**Instruction:**
Copy out the data below, swapping each "single dot" for "single marker" and leaving everything else untouched. Omit the pictures from your copy.

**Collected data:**
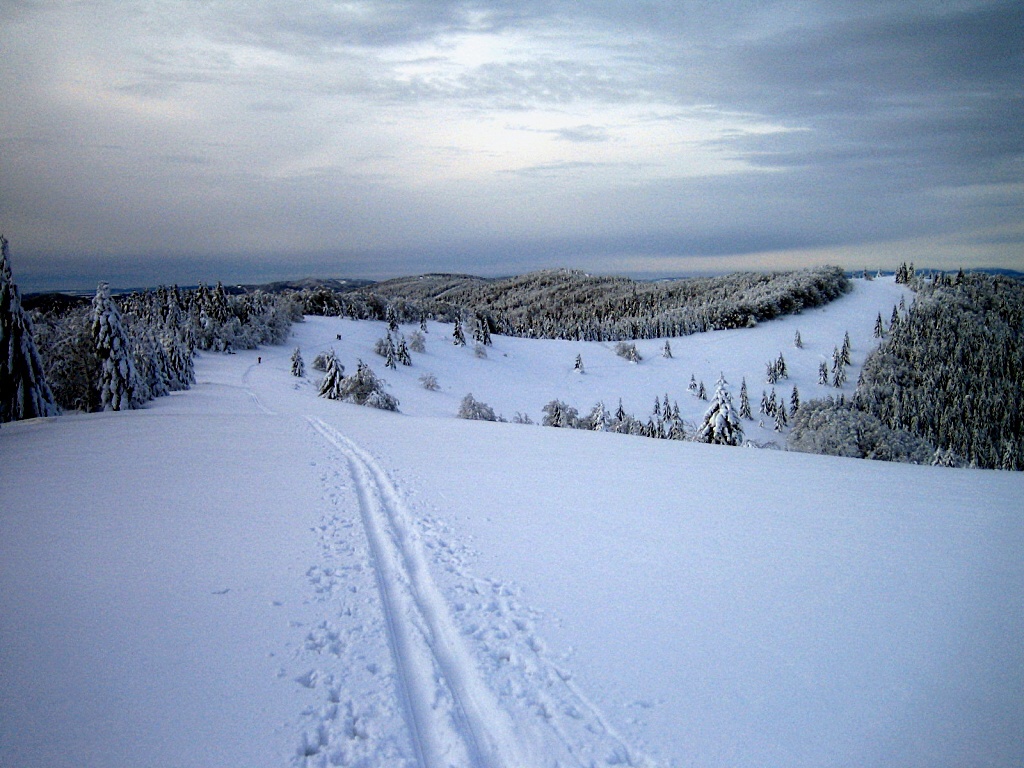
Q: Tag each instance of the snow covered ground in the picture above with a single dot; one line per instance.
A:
(246, 574)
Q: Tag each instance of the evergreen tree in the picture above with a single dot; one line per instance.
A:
(331, 385)
(598, 418)
(119, 384)
(780, 418)
(364, 388)
(558, 414)
(474, 410)
(744, 401)
(402, 352)
(24, 391)
(389, 354)
(721, 423)
(458, 338)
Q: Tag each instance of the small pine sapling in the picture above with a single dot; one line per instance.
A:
(744, 401)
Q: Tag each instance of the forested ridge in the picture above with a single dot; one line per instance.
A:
(943, 386)
(567, 304)
(951, 370)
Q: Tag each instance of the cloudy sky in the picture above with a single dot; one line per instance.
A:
(178, 140)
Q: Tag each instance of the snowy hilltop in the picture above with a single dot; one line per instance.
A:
(256, 568)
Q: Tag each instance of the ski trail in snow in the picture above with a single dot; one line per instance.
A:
(454, 718)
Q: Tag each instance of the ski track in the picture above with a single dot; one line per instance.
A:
(450, 664)
(453, 717)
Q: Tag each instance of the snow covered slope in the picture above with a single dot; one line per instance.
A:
(246, 574)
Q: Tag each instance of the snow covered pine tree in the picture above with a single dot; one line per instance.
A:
(119, 384)
(721, 423)
(24, 392)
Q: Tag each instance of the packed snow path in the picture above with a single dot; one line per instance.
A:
(452, 716)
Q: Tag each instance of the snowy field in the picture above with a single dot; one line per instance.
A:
(247, 574)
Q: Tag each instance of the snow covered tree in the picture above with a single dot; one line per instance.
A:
(364, 388)
(402, 352)
(475, 411)
(721, 424)
(331, 385)
(628, 351)
(781, 421)
(558, 414)
(880, 329)
(119, 384)
(597, 420)
(24, 391)
(744, 401)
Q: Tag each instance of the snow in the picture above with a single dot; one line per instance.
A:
(248, 574)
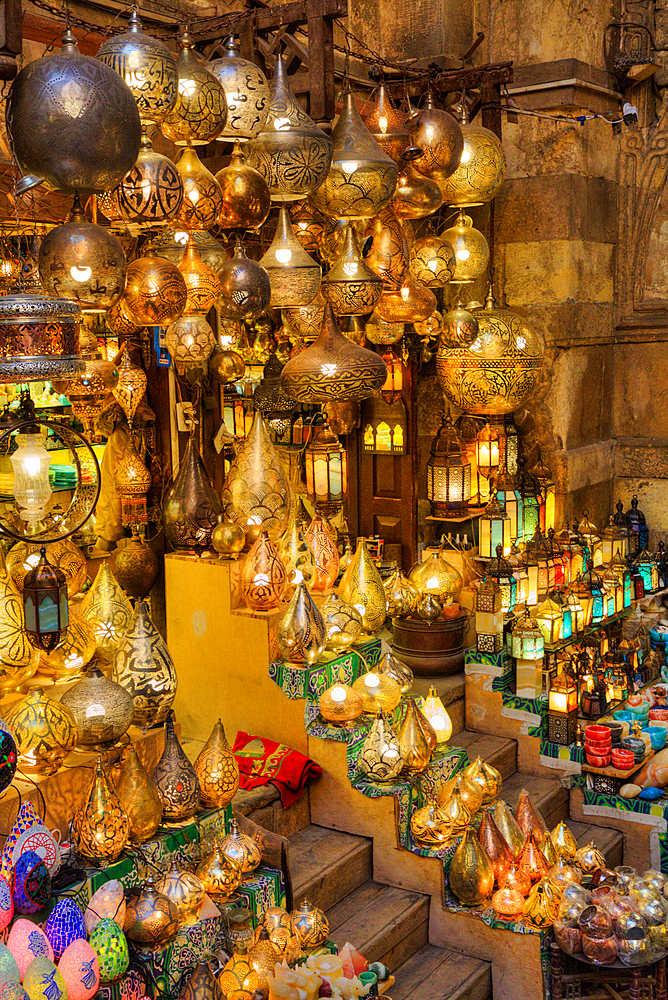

**In response:**
Q: Tag each instance of the snow covered ground in the picture above with a single marker; one line per instance.
A:
(246, 574)
Q: Tag each instance of the evergreen tree in the picture above with a single marker; one line per instance.
A:
(331, 385)
(598, 418)
(119, 384)
(780, 418)
(364, 388)
(558, 414)
(474, 410)
(744, 401)
(402, 352)
(24, 391)
(389, 354)
(721, 423)
(458, 338)
Q: Tag each instance of the small pine sapling in the picture above with a single marker; one line per instance.
A:
(744, 401)
Q: Tag each instance of the forested ridge in the picture above with a single marker; one line per instance.
A:
(943, 386)
(567, 304)
(951, 370)
Q: Tag each instance of the cloudy sky in the picture above with a single marker; one line per instance.
A:
(178, 140)
Q: Tag each instance of the snowy hilltop in the picture above with a single marker; one line per instance.
A:
(256, 568)
Q: Tag each instance of the ski trail in snow in the picture above with a single marker; one line per instance.
A:
(454, 718)
Q: Tag each instance of the ski track in the picture above with a single marker; one line per instance.
A:
(450, 664)
(453, 717)
Q: Tag each instance of the snow covered slope in the picture above with a single marker; one line per instance.
A:
(246, 574)
Q: Tag each instance of the snow covered pine tree in the picture above with a single marker; one line per instance.
A:
(119, 384)
(721, 423)
(24, 392)
Q: Tag each instance of the packed snow path in the picture above with a single marker; one line per instance.
A:
(452, 716)
Q: Tag each instance of the snowy field in the picture above with a single marker; one line per instance.
A:
(247, 574)
Q: Tag each instance of the snow covered tree in the picture above with a single marker; one line per instance.
A:
(364, 388)
(402, 352)
(475, 411)
(721, 424)
(331, 385)
(628, 351)
(781, 421)
(558, 414)
(880, 329)
(119, 384)
(597, 420)
(24, 391)
(744, 401)
Q: Tag each instance of the snow in the picture above with a single marker; one line per instance.
A:
(248, 574)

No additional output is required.